EXERCISE GOAL: Copy the data below line for line, leaving out the pictures.
•••••
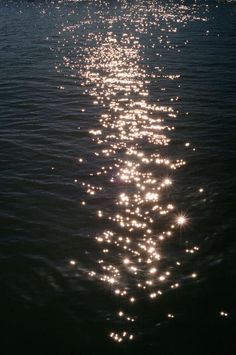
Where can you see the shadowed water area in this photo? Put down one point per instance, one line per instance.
(117, 177)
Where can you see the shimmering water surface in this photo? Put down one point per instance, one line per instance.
(117, 177)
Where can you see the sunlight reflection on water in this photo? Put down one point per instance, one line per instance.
(131, 138)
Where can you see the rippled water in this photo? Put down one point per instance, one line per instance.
(117, 176)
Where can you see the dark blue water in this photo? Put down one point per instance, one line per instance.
(117, 177)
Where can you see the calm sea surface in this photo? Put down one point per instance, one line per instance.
•••••
TASK RESPONSE:
Where can you see the shadowed water area in this photo? Put down one point per instance, one line per instance.
(117, 177)
Where can you see the shimmering water surface in this photo? Put down one point per instance, one line per instance.
(117, 177)
Where can you see the sunlight reflection on water in this photo? Put down one point per instance, one line per instance.
(131, 138)
Where can you see the rippled water in this photo? Put down one point per instance, one line per instance.
(117, 176)
Where can you see the dark blue water in this photo? Put down one point per instance, one line per instance.
(117, 177)
Where can you see the calm sea surface in this photo? Put down one point per instance, one line per instance.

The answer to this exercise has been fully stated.